-- Page text --
..........
Amie Campbell's Archive


11 Commentsby   |  10.23.09  |  Uncategorized

Process is what we’ve been working on for the past few weeks, but this concept is a slippery one. When we work on our dyads, or when we write up our observation reports, we are looking for evidence of process. Gilbert (1992) describes watching for process as a “complex but fascinating” endeavor (p.33). Indeed, looking for the process in what a client is saying can be challenging, yet if we want to be the most effective therapists we can be, we must take this challenge. More »

Amie Campbell's Comment Archive

  1. Amie Campbell on Accurate Empathy
    7:52 pm, 11.05.09

    I think in any situation, whether we approve of the client’s behavior or not, we can still show accurate empathy. Even if we find a client’s behavior to be appalling, the client is still a human being, and often a hurt and broken human being. By working to see the client’s perspective in the case of an abuser, we can not only help the client feel understood, but hopefully find the underlying emotional and cognitive basis for the behavior. Most people do not wake up and say to themselves “I think I’m going to beat my spouse today” or “Today I’m going to be a horrible parent.” Often times these behaviors follow from people who are suffering and need to feel as if they are understood in order for them to make positive changes in their lives.

  2. Amie Campbell on Non-possessive Warmth
    7:46 pm, 11.05.09

    During an observation earlier this week, Elizabeth and I were talking to Jordan about how he handles abuse cases. Like Jacqueline, I find that abuse cases are cases where I might have a particularly difficult time showing warmth. Jordan was saying that what he does is focus on the fact that the client may have done some bad things, but they are hurting individuals just like anyone else. He said that he focuses on trying to find anything positive that the client has done so that he can have something to praise the client for. For example, at least the client is willing to come to therapy and try to work on their problems.

  3. Amie Campbell on Second-Order Change
    7:31 pm, 11.05.09

    One way I’ve seen second order change in my family is in moving to Abilene and then getting married. My mother and I lived 40 minutes from my Grandparents and saw them often. Then I came to Abilene for school and my mother and grandparents were 2 days away. This dramatically changed the way that we interacted. Then, two years later, Philip and I got married. While not the same as the birth of a child, it did bring a new person into our family system.

    And I want to add my voice to the others, that analogy was pretty awesome!

  4. Amie Campbell on Emotional Cutoff
    4:43 pm, 10.23.09

    Question #4: Solo, used multiple video feeds compiled together.

  5. Amie Campbell on Emotional Cutoff
    6:23 pm, 10.16.09

    I think cut-off can be healthy. Like Jacqueline, I can see situations where for a person’s safety, and maybe even their emotional health, a cut-off may be the best option. I would say that it is still a tough spot in which to be. As Tara pointed out our families are designed to be our primary support system. I would say that in cases of abusive relationships that the support system has already been damaged. Now theoretically, these relationships can be mended, but I would say that it might be easier (and possibly better?) for an individual to become cut-off (or maybe just very distant) from their abusers and to then work to develop an extra-familiar support system to replace those damaged relationships.
..........
-- Data to examine --
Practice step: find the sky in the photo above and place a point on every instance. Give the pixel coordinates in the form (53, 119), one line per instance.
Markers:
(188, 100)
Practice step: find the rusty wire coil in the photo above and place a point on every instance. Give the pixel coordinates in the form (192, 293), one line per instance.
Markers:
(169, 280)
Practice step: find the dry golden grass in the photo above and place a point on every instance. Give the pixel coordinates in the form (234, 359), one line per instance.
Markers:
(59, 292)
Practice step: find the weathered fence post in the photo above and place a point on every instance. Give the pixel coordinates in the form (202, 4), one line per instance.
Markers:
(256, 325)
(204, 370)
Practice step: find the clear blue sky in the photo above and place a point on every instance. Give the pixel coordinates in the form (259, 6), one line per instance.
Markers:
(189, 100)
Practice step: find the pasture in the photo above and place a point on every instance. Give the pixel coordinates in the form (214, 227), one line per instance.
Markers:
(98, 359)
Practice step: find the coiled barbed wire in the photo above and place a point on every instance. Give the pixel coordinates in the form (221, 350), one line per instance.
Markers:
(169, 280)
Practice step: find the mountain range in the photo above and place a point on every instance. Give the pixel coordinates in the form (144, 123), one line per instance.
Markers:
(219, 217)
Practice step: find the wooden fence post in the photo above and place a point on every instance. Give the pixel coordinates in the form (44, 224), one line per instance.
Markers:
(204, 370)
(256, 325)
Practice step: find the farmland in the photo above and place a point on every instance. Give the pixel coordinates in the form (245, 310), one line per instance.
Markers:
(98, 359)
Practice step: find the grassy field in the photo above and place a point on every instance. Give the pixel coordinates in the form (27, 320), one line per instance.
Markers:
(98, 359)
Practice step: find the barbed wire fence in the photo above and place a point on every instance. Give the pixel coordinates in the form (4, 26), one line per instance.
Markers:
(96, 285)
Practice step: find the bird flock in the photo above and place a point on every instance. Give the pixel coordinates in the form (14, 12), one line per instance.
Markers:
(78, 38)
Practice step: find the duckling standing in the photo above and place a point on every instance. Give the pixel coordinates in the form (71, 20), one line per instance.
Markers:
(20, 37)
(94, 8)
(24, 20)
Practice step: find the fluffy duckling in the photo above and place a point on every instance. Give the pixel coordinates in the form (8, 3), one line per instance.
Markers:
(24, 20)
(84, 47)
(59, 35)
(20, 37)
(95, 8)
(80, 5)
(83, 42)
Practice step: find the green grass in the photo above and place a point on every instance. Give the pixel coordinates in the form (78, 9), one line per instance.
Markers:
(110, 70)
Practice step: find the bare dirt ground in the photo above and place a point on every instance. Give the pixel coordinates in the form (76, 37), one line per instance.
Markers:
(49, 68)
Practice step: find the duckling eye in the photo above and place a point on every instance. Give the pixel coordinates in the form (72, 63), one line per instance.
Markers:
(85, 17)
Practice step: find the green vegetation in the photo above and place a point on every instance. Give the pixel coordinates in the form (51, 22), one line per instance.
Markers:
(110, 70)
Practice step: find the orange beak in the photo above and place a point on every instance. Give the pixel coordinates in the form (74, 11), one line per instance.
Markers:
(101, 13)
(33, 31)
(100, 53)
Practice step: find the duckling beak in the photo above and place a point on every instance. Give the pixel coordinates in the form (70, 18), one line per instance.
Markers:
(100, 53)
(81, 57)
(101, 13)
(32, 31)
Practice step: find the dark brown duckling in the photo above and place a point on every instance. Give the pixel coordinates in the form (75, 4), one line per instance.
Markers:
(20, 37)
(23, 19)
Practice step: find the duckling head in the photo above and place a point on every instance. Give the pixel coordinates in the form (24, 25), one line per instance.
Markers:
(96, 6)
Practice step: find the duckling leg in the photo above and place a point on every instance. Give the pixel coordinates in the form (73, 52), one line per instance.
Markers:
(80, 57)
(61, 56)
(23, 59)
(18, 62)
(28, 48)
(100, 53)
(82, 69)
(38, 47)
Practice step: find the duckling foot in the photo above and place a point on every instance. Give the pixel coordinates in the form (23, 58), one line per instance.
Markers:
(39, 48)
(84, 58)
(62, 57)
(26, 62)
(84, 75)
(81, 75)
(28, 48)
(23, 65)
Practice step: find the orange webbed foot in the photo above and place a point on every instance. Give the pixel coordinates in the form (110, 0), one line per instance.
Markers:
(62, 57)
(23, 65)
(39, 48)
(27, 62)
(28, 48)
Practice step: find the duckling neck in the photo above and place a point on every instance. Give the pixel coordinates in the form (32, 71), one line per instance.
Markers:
..........
-- Assignment 1 --
From the archive page, output the passage starting with "One way I’ve" and going on through "feeds compiled together.".
-- Assignment 2 --
Render this sentence from the archive page in Spanish: "My mother and I lived 40 minutes from my Grandparents and saw them often."
None of the entries are needed.

-- Task answer 1 --
One way I’ve seen second order change in my family is in moving to Abilene and then getting married. My mother and I lived 40 minutes from my Grandparents and saw them often. Then I came to Abilene for school and my mother and grandparents were 2 days away. This dramatically changed the way that we interacted. Then, two years later, Philip and I got married. While not the same as the birth of a child, it did bring a new person into our family system.

    And I want to add my voice to the others, that analogy was pretty awesome!

  4. Amie Campbell on Emotional Cutoff
    4:43 pm, 10.23.09

    Question #4: Solo, used multiple video feeds compiled together.

-- Task answer 2 --
Mi madre y yo vivíamos a 40 minutos de mis abuelos y los veíamos a menudo.